= Supplied information =
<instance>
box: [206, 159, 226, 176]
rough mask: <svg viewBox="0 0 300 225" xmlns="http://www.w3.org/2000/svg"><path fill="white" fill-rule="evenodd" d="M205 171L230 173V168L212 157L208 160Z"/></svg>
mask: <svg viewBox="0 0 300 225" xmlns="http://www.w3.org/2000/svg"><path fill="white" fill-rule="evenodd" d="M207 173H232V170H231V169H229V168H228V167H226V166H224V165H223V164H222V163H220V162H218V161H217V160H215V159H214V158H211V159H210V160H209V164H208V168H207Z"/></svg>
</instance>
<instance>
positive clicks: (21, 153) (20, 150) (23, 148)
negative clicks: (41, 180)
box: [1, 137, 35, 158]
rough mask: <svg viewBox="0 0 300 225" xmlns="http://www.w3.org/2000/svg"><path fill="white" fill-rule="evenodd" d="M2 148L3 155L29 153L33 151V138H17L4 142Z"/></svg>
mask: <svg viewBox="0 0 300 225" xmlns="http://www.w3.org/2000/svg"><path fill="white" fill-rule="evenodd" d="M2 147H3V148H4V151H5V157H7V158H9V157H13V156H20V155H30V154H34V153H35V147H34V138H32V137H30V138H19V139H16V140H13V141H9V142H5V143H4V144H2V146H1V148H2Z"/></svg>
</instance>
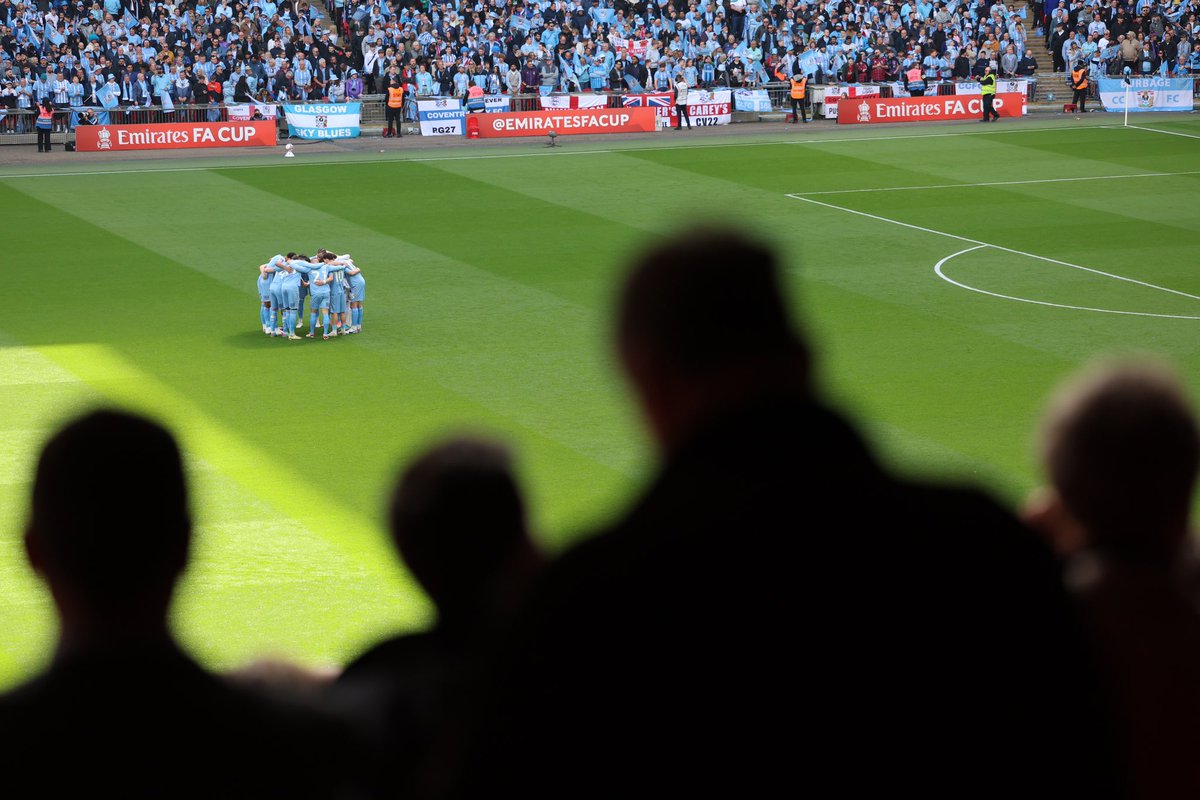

= To-do item =
Reproduce every line of the material above verbatim, omitting the picture.

= Answer section =
<instance>
box: [206, 159, 226, 176]
rough mask: <svg viewBox="0 0 300 225" xmlns="http://www.w3.org/2000/svg"><path fill="white" fill-rule="evenodd" d="M205 171L230 173V168L212 157L208 160Z"/></svg>
mask: <svg viewBox="0 0 300 225" xmlns="http://www.w3.org/2000/svg"><path fill="white" fill-rule="evenodd" d="M207 173H232V170H231V169H229V168H228V167H226V166H224V165H223V164H222V163H220V162H218V161H217V160H215V159H214V158H211V159H210V160H209V164H208V168H207Z"/></svg>
</instance>
<instance>
positive clicks: (21, 153) (20, 150) (23, 148)
negative clicks: (41, 180)
box: [1, 137, 35, 158]
rough mask: <svg viewBox="0 0 300 225" xmlns="http://www.w3.org/2000/svg"><path fill="white" fill-rule="evenodd" d="M2 148L3 155L29 153L33 151V138H17L4 142Z"/></svg>
mask: <svg viewBox="0 0 300 225" xmlns="http://www.w3.org/2000/svg"><path fill="white" fill-rule="evenodd" d="M2 147H3V148H4V151H5V157H7V158H9V157H13V156H20V155H30V154H34V153H35V147H34V138H32V137H30V138H19V139H16V140H13V141H9V142H5V143H4V144H2V146H1V148H2Z"/></svg>
</instance>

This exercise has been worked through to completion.